'''

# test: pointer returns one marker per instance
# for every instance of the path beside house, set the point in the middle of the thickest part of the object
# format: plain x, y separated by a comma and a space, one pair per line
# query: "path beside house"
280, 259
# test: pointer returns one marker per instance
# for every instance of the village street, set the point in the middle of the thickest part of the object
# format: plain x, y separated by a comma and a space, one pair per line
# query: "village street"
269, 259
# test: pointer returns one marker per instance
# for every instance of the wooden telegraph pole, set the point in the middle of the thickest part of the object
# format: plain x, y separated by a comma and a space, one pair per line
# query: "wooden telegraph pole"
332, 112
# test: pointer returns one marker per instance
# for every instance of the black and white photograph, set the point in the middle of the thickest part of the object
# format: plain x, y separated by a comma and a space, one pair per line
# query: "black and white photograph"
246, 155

'''

» Problem requirements: Rewrite all the lines above, requests included, rescaling every x and y coordinate in the answers by 1.65 and rounding each result to the nearest whole number, with halves rounded up.

» Reply:
# test: pointer returns one marker per instance
# for every instance of the path beside house, set the point in the middle of the thickest part of the object
# format: plain x, y separated by a comma and a space, one pair per line
# query: "path beside house"
462, 427
# test: pointer returns one marker per instance
# for every instance of the village street, set the point in the middle of the thickest part of the object
# format: plain x, y separated by a comma and a space, one pair per line
# query: "village street"
444, 427
# test: pointer returns one marker per instance
# for every instance of the wooden telegraph pole, set the point in the middle of the thickest part of the object
# format: plain x, y separated by a comma and a space, one pair per line
# query: "wooden telegraph pole"
548, 185
# test: pointer returns one marker per instance
# for every instance of the black and white photograph, set the point in the middle of the thickest part of the object
# format: plain x, y separated by a comma and a space, one pair per line
# query: "black and white photograph"
406, 256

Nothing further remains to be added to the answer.